Annotation data for object locations
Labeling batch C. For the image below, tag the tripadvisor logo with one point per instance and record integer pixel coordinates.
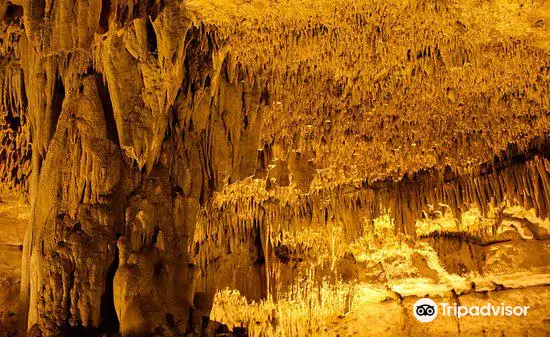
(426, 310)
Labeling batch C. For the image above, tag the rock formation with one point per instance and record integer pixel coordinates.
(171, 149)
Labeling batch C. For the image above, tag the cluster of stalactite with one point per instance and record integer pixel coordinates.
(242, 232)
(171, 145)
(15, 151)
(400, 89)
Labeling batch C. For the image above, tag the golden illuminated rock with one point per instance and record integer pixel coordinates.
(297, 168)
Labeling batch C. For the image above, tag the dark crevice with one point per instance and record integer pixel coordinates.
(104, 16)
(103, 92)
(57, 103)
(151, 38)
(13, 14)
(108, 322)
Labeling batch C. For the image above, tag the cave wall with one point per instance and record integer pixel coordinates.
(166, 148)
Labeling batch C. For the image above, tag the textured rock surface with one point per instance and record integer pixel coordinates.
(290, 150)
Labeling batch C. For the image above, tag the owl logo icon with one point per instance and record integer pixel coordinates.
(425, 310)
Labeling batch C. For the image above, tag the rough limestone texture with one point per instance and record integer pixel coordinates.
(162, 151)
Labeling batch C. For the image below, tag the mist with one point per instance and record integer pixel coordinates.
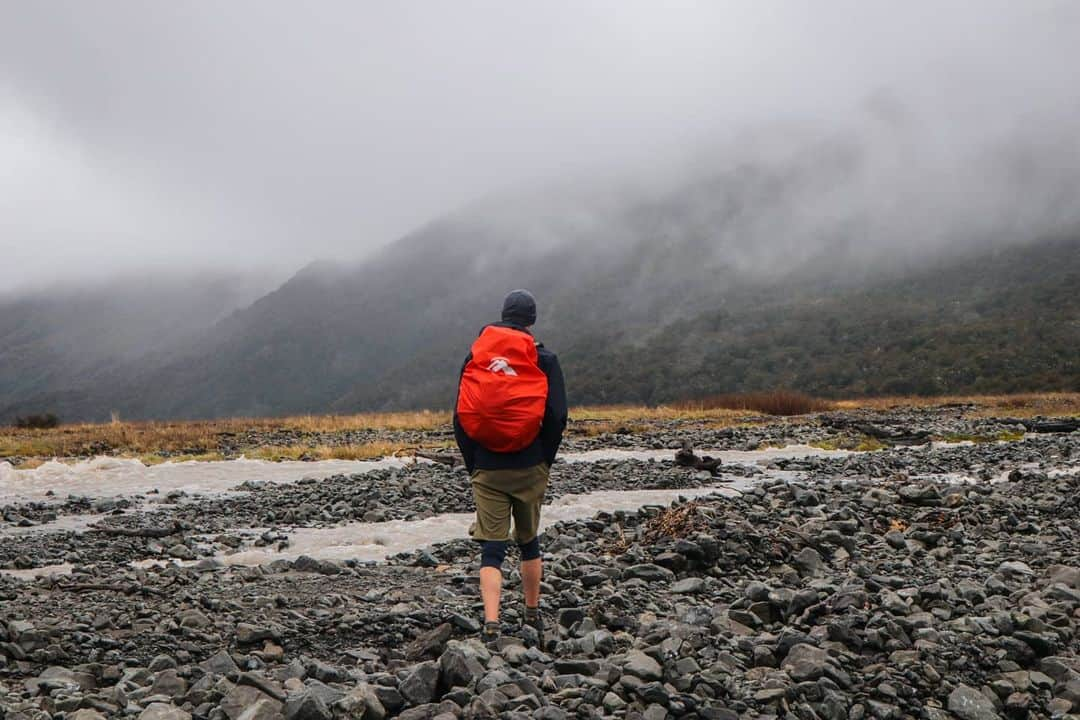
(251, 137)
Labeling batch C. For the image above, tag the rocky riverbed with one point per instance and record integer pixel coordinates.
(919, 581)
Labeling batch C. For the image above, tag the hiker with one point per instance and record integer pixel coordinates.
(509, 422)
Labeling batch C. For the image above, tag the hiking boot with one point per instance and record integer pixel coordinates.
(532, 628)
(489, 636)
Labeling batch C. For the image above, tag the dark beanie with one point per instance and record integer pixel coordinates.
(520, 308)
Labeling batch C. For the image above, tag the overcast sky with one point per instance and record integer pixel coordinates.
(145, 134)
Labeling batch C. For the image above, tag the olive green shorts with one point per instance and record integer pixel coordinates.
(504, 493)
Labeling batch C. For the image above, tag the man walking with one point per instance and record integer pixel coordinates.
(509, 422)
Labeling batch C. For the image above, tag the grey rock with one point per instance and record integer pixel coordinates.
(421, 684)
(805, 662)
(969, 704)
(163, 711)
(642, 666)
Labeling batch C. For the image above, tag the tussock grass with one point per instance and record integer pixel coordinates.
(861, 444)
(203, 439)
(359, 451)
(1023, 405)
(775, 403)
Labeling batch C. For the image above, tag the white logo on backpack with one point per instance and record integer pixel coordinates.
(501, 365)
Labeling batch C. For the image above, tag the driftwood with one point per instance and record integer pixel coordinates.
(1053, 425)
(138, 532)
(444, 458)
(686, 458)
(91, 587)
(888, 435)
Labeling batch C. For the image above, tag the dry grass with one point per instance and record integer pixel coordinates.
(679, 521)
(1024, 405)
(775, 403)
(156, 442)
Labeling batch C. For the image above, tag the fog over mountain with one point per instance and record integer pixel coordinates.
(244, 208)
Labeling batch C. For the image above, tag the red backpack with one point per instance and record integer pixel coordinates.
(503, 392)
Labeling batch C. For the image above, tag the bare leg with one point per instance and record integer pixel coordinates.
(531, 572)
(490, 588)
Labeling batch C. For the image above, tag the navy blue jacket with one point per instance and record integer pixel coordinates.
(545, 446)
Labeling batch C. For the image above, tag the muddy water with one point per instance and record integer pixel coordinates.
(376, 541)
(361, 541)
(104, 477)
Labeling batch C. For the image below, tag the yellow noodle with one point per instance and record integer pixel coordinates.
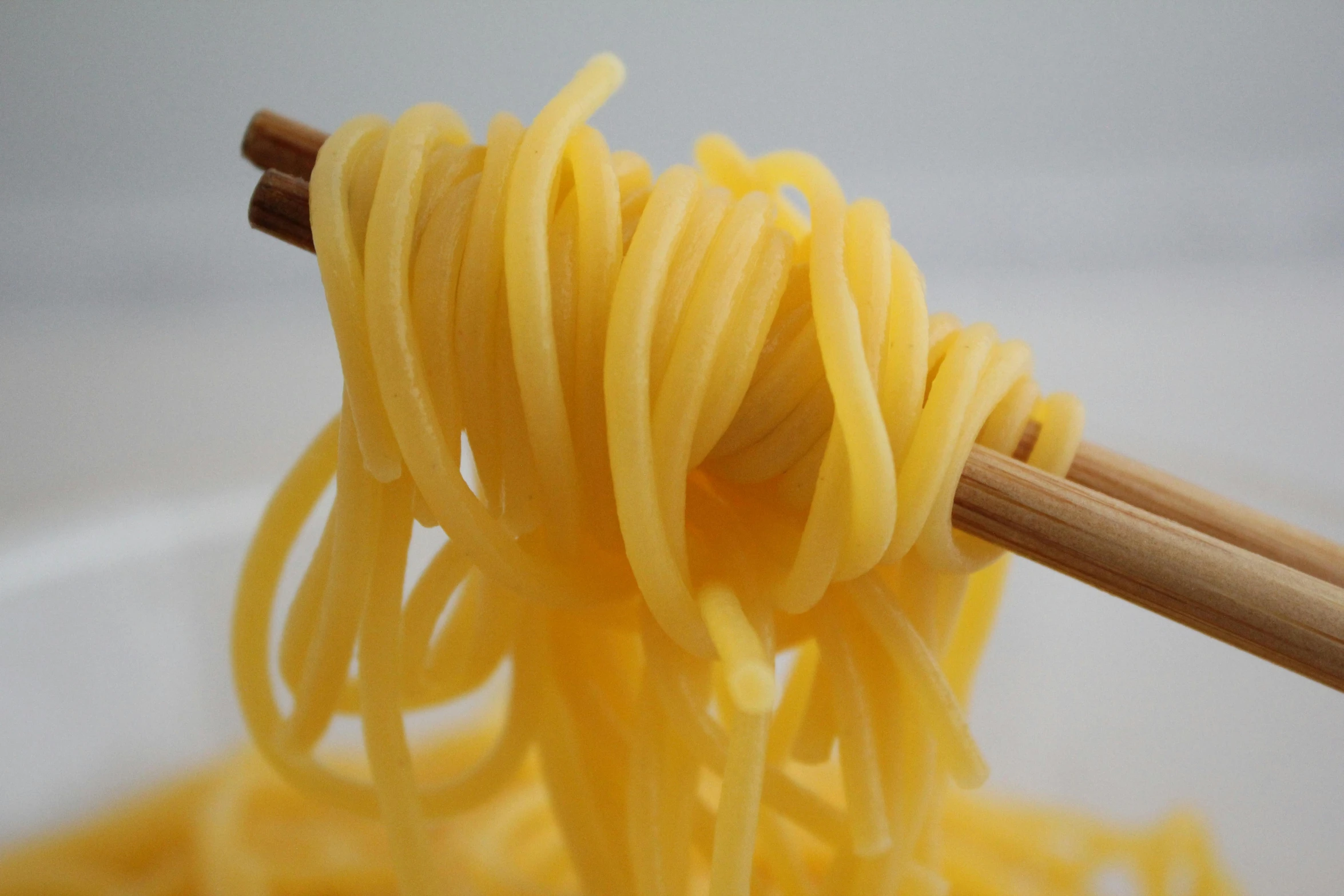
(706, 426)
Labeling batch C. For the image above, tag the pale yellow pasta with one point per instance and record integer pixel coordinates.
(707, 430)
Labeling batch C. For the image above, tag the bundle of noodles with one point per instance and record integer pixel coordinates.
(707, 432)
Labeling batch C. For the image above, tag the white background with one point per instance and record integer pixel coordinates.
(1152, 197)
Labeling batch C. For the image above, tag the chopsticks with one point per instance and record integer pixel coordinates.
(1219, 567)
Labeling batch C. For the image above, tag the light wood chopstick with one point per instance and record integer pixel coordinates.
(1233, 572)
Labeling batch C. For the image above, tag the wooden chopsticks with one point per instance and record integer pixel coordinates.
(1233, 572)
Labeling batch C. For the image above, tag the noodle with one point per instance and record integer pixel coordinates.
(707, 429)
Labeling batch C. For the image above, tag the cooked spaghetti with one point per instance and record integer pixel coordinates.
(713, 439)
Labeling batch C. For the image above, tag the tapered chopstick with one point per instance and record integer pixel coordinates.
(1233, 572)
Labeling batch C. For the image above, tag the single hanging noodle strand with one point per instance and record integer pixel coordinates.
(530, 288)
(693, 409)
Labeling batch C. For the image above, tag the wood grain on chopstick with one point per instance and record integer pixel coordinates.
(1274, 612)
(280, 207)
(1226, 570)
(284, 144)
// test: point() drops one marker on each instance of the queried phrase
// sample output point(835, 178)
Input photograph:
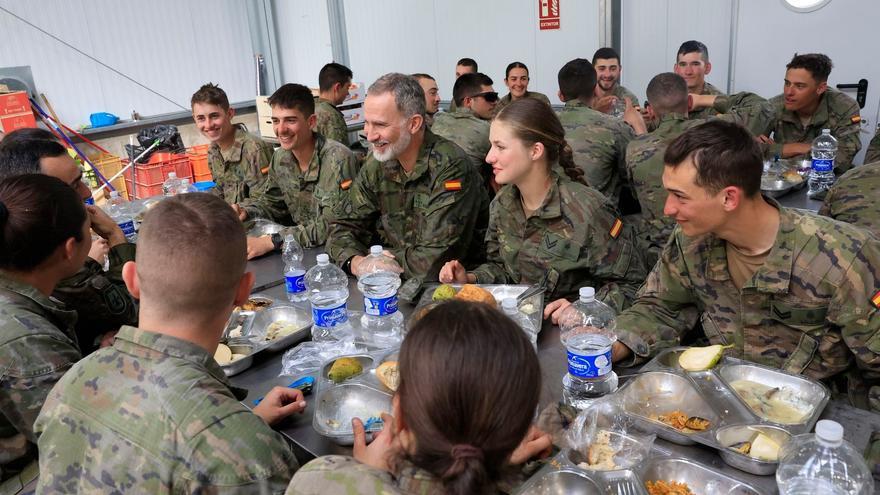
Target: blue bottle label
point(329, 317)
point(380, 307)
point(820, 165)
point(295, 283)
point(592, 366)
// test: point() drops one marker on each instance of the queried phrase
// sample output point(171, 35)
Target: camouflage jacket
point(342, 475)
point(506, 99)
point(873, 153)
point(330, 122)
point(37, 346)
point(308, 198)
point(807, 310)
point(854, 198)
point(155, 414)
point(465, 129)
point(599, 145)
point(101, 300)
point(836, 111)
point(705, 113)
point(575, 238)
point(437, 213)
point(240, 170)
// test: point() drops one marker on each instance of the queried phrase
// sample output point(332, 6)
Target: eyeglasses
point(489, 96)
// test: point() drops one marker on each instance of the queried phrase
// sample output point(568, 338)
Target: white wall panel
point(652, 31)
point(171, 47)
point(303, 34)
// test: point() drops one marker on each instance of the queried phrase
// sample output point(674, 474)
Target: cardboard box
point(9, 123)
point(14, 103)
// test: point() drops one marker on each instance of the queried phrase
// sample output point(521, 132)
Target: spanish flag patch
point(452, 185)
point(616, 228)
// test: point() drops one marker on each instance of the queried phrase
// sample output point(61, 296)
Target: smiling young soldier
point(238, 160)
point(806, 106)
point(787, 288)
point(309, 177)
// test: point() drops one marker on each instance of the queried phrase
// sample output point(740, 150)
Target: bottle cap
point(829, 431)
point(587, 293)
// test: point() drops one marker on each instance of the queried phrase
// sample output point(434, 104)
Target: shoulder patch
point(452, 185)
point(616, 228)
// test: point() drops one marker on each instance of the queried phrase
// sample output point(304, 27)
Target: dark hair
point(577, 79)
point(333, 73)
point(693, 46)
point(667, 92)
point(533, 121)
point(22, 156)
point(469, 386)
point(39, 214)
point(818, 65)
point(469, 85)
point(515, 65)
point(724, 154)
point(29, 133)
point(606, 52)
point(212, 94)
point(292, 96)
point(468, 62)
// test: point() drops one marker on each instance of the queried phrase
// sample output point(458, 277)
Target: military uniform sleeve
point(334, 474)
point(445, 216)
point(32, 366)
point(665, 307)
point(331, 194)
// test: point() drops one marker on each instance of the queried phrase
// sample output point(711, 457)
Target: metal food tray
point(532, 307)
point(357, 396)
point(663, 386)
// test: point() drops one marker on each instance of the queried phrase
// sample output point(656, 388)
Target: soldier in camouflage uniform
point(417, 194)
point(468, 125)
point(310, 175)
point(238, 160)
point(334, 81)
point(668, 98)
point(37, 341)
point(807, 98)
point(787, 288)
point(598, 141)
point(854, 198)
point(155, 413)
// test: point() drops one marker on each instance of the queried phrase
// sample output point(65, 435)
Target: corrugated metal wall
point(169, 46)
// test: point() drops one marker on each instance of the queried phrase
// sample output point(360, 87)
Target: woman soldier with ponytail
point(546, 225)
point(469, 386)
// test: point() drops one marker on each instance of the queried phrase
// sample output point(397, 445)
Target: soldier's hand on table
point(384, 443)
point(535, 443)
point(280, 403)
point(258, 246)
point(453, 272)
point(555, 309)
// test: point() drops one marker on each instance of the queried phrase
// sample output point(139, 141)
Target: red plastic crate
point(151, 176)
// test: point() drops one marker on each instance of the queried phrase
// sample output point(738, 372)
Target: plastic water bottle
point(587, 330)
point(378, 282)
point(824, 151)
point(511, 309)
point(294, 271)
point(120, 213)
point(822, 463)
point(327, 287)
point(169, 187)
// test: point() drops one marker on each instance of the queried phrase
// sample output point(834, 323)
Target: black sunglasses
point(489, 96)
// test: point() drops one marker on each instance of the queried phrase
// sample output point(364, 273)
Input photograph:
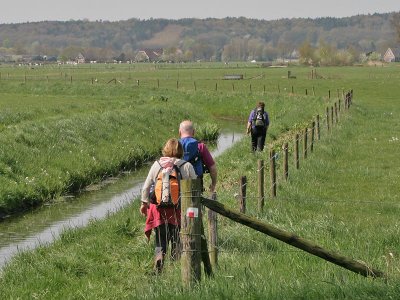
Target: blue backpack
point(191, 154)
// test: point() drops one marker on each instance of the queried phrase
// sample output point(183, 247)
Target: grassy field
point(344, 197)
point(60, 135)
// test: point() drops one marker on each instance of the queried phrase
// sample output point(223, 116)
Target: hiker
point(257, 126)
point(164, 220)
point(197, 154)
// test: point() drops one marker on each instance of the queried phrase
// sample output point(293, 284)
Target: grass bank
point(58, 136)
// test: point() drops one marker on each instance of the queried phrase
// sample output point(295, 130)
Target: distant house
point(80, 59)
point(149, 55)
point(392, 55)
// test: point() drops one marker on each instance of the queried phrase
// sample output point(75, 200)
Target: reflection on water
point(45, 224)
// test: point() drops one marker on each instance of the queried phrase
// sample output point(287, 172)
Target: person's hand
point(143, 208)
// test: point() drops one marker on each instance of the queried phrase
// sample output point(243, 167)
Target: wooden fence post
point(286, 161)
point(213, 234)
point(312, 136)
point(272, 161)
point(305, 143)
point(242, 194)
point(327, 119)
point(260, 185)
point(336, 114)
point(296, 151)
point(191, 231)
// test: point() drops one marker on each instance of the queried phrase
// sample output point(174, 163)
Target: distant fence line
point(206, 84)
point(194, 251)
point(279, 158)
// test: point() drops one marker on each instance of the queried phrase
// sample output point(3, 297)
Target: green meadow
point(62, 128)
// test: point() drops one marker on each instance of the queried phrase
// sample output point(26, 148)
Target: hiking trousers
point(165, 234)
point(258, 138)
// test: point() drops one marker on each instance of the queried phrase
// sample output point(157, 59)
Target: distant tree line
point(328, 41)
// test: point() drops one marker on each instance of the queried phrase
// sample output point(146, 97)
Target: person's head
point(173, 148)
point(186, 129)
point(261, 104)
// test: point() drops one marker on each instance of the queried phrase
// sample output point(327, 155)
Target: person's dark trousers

**Task goal:**
How many lines of the listing above contain the string "hiker"? Case counts, so report only the number of lines with an exact case match.

**In response:**
2